▶ _EXCERPTED TEXT_:
▬▬▬▬▬▬

Feinstein's health complications more serious than previously disclosed

Sen. Dianne Feinstein's health complications from the shingles virus were more severe than previously disclosed, according to a spokesperson for the senator.

The New York Times was the first to report that Feinstein, 89, also suffered from Ramsay Hunt syndrome and encephalitis, ailments that were the result of her battle with the shingles virus.

A spokesperson for Feinstein confirmed that to KTVU in a statement.

"The senator previously disclosed that she had several complications related to her shingles diagnosis. As discussed in the New York Times article, those complications included Ramsay Hunt syndrome and encephalitis," the spokesperson said. "While the encephalitis resolved itself shortly after she was released from the hospital in March, she continues to have complications from Ramsay Hunt syndrome."

Feinstein was diagnosed with shingles in late February and hospitalized in San Francisco. The virus spread to her face and neck, causing vision and balance impairments and facial paralysis, known as Ramsay Hunt syndrome, according to the New York Times. The virus also triggered a case of encephalitis, which was not previously reported.

Feinstein returned to the Senate last week after a monthlong absence while she recovered. However, her return only brought about fresh concerns around her health, as she looked noticeably thinner and frail and uses a wheelchair to get around Capitol Hill.

▬▬▬▬▬▬

▶ _EXERCISES_:
1. Reproduce the passage from the article on Feinstein's health word for word, starting at "Feinstein's health complications more" and ending at "for the senator.".
2. According to the article on Feinstein's health, in what city was she hospitalized after her shingles diagnosis?
You won't need the listing for anything here.

▶ _Dataset excerpts_:
▬▬▬▬▬▬

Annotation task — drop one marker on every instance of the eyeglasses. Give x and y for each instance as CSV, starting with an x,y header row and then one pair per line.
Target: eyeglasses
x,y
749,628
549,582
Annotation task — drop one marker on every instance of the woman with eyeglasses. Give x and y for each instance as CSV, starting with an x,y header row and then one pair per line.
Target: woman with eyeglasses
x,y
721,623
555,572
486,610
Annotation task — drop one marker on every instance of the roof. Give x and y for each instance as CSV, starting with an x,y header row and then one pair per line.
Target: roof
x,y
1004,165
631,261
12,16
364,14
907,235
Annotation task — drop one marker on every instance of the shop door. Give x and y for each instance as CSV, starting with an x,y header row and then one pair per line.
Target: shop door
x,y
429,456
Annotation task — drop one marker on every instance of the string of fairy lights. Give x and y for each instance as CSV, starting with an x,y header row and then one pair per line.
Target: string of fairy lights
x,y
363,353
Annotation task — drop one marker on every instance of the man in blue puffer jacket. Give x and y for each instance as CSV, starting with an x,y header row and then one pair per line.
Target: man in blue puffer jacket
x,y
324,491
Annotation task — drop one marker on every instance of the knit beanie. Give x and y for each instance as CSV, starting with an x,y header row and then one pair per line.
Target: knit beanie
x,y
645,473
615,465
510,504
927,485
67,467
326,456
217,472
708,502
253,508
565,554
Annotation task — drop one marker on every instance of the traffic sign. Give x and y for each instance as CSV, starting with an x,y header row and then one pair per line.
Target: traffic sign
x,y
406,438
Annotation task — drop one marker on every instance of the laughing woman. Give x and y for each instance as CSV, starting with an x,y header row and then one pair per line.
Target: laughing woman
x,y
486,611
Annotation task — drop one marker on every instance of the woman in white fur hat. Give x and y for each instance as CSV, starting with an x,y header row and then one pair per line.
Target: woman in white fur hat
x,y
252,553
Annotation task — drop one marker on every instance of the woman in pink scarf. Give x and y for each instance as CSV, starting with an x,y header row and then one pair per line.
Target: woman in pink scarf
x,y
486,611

▬▬▬▬▬▬

▶ _ANSWERS IN ORDER_:
1.
Feinstein's health complications more serious than previously disclosed

Sen. Dianne Feinstein's health complications from the shingles virus were more severe than previously disclosed, according to a spokesperson for the senator.

2. San Francisco